#### [Problem description]
Arrange the entries from the line containing "Inventory check — is there any snow" through the line containing "[51,0,363,383]" as a two-column CSV with the header entry,answer, with one row per entry. Put each entry's text and its answer in a single quoted field apiece, with line breaks replaced by spaces.

-- Start Stored rows --

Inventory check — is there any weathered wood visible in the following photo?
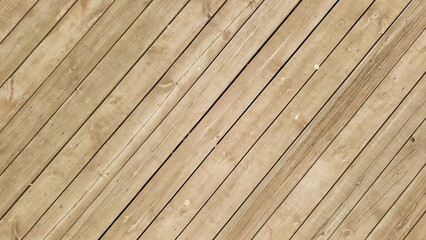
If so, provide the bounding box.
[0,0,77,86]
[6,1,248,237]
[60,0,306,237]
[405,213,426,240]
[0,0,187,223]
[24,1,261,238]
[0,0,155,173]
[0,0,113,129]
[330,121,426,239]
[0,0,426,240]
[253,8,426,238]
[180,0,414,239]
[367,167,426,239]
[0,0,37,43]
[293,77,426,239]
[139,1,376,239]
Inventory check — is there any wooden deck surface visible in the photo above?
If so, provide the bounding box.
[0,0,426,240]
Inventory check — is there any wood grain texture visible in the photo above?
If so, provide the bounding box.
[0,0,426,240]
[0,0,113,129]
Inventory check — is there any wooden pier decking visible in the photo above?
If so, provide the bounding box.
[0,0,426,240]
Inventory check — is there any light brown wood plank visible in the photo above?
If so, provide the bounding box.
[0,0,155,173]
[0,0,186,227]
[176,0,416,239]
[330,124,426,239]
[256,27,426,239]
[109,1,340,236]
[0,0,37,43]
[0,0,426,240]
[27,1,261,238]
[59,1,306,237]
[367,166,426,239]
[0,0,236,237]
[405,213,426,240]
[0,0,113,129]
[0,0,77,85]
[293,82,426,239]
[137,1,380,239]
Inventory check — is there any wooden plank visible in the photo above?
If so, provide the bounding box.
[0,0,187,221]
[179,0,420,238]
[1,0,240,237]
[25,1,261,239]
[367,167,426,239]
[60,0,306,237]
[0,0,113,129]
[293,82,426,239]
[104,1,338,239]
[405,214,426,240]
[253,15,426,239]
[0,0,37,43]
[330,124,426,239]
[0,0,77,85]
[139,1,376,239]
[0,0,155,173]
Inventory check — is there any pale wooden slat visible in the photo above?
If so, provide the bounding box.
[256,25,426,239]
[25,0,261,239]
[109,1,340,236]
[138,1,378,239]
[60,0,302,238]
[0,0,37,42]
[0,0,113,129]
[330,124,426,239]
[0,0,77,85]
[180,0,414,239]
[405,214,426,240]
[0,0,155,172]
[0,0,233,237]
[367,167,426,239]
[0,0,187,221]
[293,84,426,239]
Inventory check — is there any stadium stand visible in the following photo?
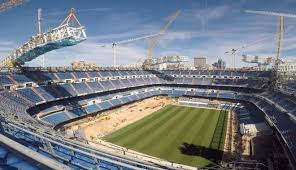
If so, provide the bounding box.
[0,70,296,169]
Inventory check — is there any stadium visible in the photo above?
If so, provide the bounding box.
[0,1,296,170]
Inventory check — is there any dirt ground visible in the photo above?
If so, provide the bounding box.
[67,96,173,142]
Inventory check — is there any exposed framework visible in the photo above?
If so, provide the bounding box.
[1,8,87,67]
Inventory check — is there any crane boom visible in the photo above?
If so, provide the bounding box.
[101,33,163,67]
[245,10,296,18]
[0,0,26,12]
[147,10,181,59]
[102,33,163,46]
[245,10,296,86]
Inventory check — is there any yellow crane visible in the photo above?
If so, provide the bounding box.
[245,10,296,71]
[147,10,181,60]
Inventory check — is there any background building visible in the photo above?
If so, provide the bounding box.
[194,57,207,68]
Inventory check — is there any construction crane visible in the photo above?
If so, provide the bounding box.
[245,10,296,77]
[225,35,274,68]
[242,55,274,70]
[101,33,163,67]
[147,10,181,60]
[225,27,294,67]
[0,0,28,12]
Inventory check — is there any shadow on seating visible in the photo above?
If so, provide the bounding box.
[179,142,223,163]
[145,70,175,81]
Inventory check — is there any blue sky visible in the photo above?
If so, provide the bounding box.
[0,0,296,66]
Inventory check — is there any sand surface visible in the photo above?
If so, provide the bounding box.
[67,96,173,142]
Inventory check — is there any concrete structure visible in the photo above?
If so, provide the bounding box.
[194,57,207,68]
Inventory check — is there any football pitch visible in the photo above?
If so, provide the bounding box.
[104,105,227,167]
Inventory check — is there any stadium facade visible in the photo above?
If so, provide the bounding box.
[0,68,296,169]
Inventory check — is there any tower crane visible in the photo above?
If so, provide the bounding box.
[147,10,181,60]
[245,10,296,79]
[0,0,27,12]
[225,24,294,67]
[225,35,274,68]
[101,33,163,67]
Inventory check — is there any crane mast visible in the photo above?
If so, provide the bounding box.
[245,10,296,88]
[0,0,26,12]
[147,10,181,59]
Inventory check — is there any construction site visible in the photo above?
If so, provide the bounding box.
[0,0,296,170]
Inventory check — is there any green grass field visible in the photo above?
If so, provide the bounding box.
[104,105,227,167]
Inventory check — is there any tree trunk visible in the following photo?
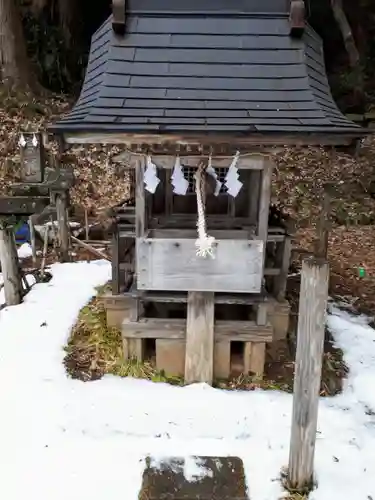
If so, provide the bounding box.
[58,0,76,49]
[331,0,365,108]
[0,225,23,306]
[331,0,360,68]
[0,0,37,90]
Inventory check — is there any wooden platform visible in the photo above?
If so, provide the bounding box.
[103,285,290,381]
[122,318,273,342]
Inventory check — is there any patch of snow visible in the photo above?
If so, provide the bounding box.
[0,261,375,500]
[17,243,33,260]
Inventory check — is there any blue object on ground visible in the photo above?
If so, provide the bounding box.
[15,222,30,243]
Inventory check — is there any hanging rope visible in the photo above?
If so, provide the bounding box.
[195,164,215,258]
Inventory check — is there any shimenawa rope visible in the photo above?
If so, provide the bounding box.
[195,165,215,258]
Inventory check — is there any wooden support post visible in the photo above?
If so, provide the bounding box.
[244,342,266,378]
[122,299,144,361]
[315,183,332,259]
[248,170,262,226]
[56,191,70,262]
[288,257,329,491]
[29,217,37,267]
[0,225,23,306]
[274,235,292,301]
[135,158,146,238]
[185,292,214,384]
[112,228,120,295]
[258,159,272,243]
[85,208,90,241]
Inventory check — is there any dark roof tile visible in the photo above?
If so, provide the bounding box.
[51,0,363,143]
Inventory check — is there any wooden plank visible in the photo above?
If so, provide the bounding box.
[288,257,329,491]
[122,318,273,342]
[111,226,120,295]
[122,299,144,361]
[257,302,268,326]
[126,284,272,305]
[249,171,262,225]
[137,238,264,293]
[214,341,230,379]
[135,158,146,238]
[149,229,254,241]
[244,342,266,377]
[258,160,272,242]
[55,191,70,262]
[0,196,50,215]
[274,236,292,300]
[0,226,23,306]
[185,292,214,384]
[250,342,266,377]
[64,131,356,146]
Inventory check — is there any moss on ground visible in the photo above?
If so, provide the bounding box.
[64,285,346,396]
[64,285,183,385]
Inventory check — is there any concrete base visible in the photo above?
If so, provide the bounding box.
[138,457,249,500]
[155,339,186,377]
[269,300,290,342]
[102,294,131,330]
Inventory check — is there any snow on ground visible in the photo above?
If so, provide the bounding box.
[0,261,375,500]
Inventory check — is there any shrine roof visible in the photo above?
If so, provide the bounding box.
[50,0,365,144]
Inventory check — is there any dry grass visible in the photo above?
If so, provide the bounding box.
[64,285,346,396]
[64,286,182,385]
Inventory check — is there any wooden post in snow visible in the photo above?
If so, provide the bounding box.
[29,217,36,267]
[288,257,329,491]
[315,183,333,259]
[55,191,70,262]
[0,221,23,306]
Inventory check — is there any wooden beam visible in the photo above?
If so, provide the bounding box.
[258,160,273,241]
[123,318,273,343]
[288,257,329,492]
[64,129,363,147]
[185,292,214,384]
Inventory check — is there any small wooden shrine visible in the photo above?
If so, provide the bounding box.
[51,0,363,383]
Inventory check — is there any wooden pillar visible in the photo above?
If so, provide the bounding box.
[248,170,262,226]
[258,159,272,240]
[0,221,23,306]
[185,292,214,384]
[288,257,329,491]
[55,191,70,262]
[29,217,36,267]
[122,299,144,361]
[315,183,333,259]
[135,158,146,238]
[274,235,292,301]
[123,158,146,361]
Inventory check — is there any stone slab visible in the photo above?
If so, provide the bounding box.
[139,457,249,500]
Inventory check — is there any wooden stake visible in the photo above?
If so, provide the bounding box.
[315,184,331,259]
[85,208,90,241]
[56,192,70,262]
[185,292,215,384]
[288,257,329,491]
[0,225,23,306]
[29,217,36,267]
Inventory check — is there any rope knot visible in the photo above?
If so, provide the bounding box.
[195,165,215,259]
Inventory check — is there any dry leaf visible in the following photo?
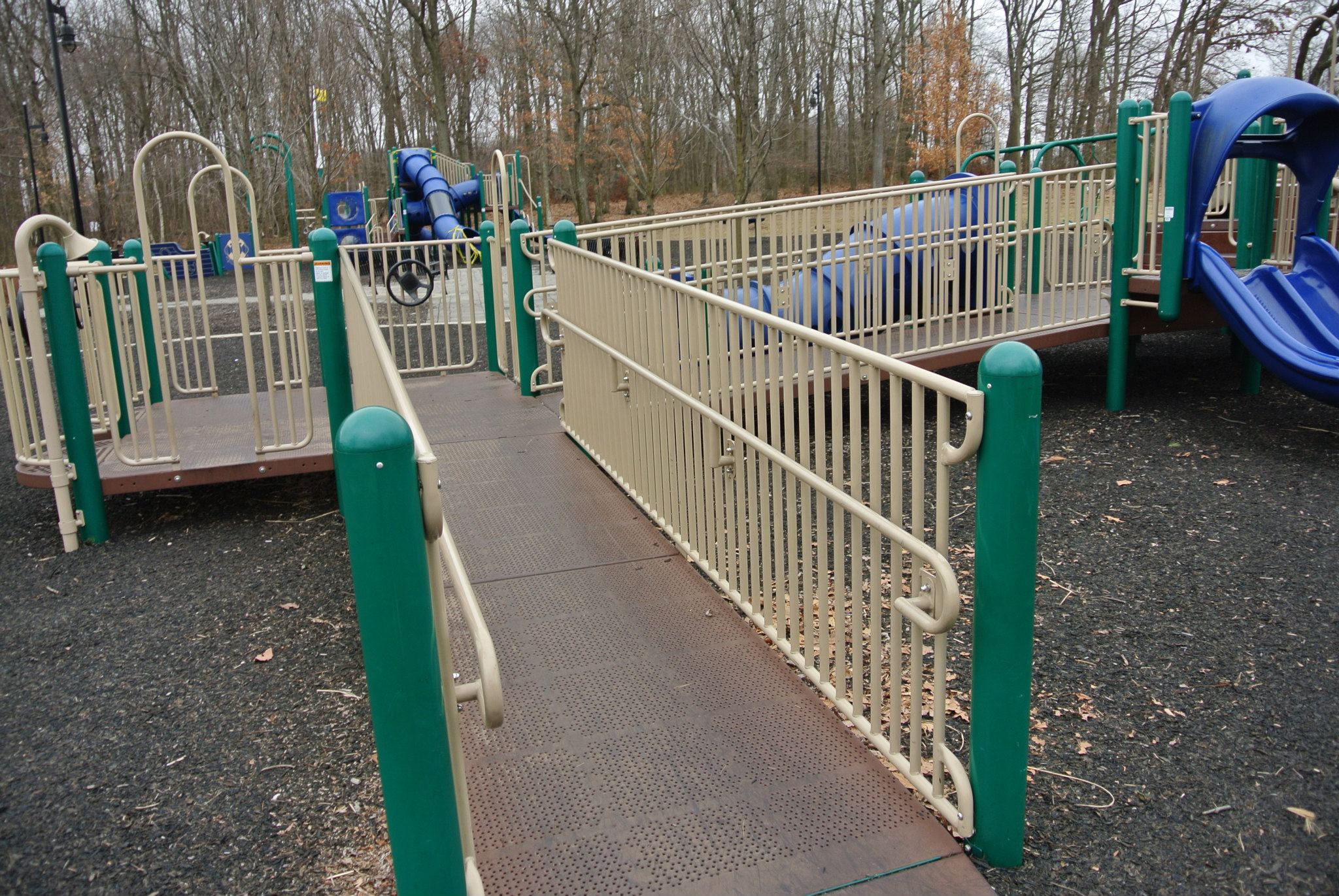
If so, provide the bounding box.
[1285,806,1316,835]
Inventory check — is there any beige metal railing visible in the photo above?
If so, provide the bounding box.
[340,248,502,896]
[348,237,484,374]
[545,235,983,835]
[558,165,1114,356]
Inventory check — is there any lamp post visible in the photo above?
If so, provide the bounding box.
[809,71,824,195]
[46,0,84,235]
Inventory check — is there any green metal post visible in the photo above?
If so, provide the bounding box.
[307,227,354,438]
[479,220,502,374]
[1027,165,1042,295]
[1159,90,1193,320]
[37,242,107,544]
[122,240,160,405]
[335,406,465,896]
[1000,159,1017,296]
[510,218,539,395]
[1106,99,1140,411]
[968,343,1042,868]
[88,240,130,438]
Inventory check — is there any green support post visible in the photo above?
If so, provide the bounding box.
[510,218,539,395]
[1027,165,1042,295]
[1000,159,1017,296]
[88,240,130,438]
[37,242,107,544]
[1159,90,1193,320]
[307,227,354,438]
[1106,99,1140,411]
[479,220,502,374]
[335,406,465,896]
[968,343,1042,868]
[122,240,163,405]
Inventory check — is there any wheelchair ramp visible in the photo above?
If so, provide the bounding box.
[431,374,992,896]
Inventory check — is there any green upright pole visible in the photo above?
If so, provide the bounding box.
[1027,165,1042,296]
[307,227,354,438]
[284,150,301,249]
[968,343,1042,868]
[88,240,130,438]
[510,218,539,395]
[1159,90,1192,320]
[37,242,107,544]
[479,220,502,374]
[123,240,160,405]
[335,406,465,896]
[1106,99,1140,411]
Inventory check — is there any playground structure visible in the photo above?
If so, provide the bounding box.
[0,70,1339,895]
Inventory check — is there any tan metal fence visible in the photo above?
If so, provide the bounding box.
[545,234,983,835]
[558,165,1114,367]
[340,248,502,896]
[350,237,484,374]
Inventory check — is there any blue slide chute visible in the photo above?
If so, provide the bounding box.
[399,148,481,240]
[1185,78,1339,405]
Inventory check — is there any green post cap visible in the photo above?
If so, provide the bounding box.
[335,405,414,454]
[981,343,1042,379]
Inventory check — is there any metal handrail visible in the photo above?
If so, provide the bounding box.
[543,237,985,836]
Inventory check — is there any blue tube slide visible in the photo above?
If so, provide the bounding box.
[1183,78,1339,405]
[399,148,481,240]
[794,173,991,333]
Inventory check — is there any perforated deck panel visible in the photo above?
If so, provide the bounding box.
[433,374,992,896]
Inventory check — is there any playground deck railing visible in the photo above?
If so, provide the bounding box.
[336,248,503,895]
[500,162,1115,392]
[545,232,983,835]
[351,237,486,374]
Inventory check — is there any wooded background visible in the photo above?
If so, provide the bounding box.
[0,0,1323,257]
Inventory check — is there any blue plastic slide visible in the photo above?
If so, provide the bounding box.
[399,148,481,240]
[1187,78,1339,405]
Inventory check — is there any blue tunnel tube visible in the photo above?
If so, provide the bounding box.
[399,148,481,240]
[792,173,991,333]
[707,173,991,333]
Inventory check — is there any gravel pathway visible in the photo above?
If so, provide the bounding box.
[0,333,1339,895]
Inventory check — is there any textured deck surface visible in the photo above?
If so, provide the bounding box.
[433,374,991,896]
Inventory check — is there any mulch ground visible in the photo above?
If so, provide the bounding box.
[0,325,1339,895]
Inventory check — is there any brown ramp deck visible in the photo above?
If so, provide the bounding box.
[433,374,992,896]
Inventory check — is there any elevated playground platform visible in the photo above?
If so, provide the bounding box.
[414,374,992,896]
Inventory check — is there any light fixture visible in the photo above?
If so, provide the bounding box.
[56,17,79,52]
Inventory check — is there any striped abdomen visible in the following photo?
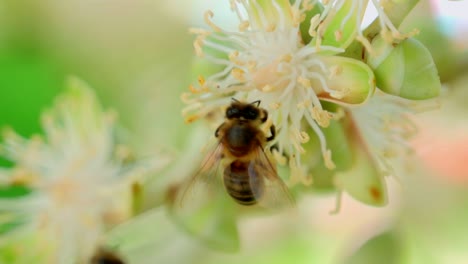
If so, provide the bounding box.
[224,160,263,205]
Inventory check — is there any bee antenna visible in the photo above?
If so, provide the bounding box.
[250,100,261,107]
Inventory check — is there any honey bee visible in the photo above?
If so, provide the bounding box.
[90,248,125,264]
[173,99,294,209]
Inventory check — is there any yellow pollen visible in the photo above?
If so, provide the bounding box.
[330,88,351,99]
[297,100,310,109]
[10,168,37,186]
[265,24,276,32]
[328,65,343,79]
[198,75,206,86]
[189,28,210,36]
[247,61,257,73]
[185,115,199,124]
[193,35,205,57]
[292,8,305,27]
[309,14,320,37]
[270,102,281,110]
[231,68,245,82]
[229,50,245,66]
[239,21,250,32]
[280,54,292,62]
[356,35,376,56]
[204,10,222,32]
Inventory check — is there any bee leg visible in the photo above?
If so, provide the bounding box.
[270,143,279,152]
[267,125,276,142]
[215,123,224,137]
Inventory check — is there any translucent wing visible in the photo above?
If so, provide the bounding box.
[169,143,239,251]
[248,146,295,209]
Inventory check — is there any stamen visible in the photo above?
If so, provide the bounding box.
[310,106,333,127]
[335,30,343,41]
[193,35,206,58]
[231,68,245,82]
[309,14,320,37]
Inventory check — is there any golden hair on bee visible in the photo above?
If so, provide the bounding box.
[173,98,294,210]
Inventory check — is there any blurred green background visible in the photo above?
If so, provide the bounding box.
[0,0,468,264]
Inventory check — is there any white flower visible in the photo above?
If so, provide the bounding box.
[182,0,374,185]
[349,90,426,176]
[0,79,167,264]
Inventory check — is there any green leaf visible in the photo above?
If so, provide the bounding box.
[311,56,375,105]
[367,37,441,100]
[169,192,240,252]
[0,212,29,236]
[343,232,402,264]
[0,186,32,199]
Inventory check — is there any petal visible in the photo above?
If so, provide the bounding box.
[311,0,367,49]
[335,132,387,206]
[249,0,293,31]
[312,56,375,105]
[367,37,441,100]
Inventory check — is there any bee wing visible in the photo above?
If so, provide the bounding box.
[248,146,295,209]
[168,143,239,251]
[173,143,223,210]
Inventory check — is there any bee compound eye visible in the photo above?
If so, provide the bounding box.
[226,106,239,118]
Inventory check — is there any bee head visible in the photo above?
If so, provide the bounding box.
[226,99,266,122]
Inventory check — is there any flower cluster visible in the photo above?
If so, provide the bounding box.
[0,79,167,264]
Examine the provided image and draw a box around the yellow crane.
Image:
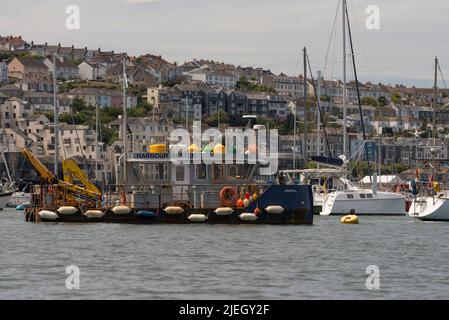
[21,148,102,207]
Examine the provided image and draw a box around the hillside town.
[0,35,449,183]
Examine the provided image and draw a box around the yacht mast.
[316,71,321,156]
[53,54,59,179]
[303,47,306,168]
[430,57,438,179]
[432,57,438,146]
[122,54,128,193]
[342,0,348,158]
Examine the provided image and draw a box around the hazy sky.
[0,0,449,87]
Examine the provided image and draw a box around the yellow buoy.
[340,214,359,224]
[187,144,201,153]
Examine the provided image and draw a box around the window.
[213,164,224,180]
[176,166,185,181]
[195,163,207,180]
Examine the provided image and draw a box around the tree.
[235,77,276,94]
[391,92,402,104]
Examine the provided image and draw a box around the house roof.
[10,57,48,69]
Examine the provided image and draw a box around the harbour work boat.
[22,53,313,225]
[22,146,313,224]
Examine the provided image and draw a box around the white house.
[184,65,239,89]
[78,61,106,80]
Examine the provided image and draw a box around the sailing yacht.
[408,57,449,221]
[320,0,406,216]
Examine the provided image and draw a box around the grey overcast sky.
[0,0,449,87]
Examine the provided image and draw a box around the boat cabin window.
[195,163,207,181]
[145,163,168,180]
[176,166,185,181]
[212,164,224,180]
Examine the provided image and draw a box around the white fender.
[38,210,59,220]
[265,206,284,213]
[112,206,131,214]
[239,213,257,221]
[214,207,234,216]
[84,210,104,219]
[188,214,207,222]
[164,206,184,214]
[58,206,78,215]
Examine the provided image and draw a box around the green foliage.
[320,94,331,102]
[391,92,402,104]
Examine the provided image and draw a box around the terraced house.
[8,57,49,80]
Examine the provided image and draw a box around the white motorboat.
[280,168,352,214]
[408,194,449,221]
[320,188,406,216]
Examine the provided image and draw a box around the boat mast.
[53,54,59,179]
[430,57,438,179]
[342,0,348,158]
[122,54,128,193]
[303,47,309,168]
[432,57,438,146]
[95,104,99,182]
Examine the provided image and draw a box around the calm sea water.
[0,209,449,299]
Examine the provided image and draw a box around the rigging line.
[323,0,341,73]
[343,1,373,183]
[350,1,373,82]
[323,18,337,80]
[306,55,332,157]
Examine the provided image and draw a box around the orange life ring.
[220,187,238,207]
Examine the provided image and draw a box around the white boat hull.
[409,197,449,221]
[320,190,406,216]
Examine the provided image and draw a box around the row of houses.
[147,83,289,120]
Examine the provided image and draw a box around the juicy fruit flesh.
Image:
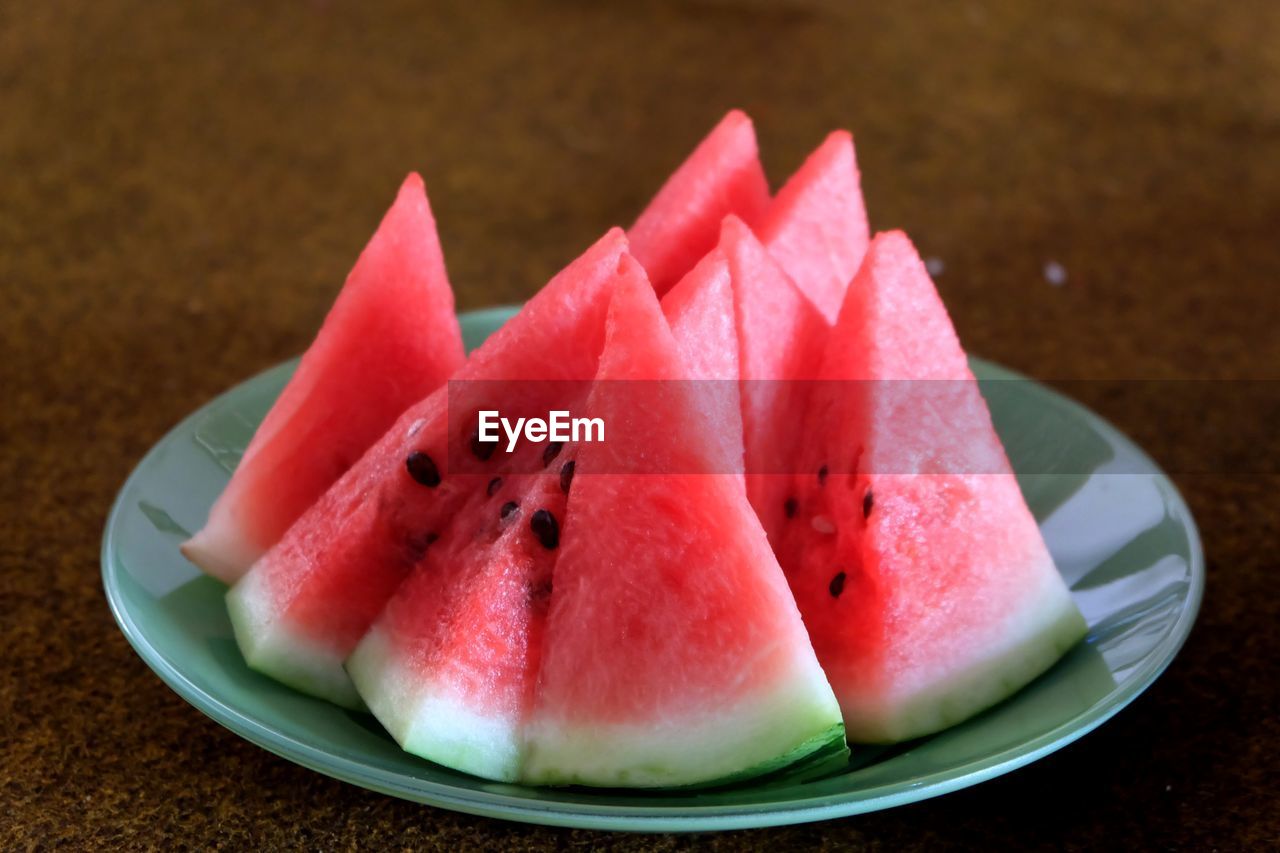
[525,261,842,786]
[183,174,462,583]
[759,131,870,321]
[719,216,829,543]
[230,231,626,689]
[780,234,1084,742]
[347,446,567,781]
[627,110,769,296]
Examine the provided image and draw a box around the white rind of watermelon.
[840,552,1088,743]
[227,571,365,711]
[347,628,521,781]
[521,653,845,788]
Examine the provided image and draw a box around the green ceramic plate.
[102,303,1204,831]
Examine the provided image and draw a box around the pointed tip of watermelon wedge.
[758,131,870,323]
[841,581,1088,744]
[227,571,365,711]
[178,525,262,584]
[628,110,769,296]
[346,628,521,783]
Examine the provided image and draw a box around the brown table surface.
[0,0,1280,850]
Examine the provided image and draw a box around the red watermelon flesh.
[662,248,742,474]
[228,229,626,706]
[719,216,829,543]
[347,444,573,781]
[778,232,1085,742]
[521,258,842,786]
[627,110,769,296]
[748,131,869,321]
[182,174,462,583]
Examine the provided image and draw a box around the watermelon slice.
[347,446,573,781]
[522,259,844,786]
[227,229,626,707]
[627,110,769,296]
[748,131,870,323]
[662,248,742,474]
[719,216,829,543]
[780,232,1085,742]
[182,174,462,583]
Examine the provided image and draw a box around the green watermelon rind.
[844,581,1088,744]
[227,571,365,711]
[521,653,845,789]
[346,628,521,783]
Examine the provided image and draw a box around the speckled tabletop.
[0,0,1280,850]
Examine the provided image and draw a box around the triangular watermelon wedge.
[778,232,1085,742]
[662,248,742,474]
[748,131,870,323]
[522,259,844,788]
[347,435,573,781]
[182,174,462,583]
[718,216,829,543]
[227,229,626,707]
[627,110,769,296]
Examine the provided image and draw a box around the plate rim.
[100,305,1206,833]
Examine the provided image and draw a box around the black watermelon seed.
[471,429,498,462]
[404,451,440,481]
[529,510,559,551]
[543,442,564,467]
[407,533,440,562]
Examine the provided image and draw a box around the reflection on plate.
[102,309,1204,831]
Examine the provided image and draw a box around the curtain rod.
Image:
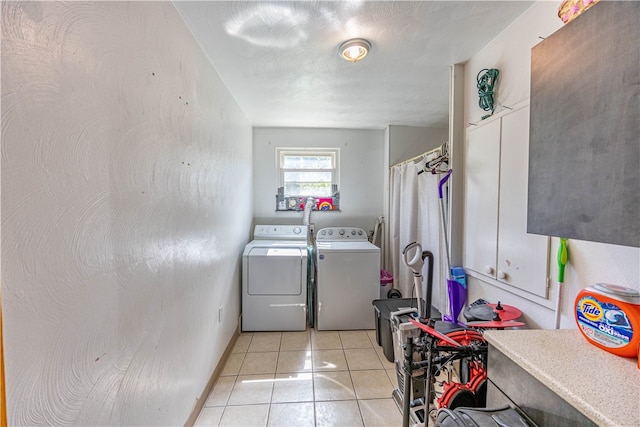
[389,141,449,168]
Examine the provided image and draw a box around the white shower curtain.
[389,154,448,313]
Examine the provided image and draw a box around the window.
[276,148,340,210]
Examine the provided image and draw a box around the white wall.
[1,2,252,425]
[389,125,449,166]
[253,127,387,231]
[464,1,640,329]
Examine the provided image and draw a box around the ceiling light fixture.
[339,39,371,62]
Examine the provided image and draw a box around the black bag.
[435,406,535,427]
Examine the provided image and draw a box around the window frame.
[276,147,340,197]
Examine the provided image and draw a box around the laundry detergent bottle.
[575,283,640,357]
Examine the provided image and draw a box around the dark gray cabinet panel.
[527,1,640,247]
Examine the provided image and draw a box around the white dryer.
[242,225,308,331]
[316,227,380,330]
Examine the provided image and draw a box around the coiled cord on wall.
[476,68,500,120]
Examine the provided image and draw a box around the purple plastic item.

-- End Stored rows --

#### [Output]
entry,answer
"Inventory check — is there any snow on ground visible in the photo above? If so, provide the bounding box.","[0,261,375,500]"
"Inventory check — is there any shrine roof visible in the photo above? If so, provide the bounding box.","[50,0,365,144]"
"Inventory check — is there any dry grass visible in the photo above? If so, provide the bounding box.","[64,285,346,396] [64,286,182,385]"
"Inventory check — is there any wooden post in snow visible in the photo above? If so, provide the bounding box.","[29,217,36,267] [288,257,329,491] [315,183,333,259] [55,191,70,262] [0,221,23,306]"
"Inventory check — is there any wooden beam visible in the photo above? If so, provide the bounding box.","[258,160,273,241] [123,318,273,343] [288,257,329,492] [64,129,363,147] [185,292,214,384]"
"Inventory check — is there any small wooden shrine visible in the photo above? If so, provide the bounding box.","[51,0,363,383]"